(Data listing)
----------------------------------------

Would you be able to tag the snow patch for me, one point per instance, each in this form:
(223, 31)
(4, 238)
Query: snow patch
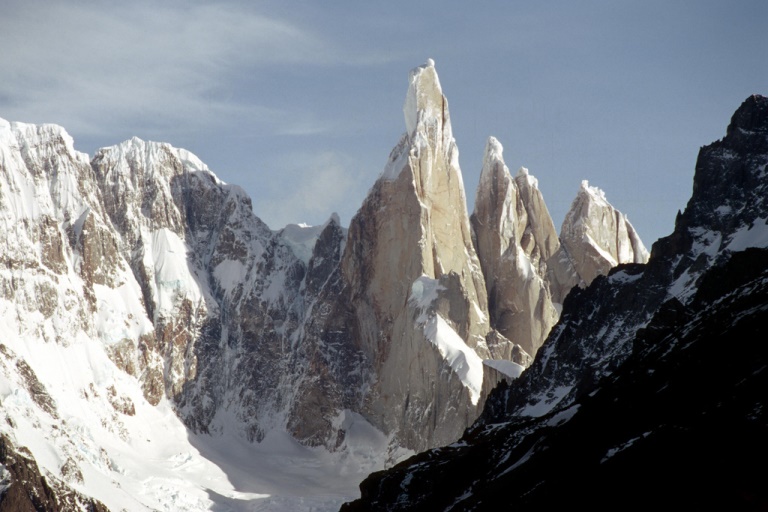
(464, 362)
(745, 237)
(543, 404)
(229, 274)
(508, 368)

----------------------------------------

*WHAT THE EXERCISE ASKS:* Could you copy every line of the data above word for word, leaving out the images?

*RESULT OF THIS EXERCISE:*
Would you be able to tag the snow patch for me, one point per instance, each in this form:
(223, 31)
(4, 238)
Query: snow patch
(464, 362)
(745, 237)
(543, 404)
(229, 274)
(508, 368)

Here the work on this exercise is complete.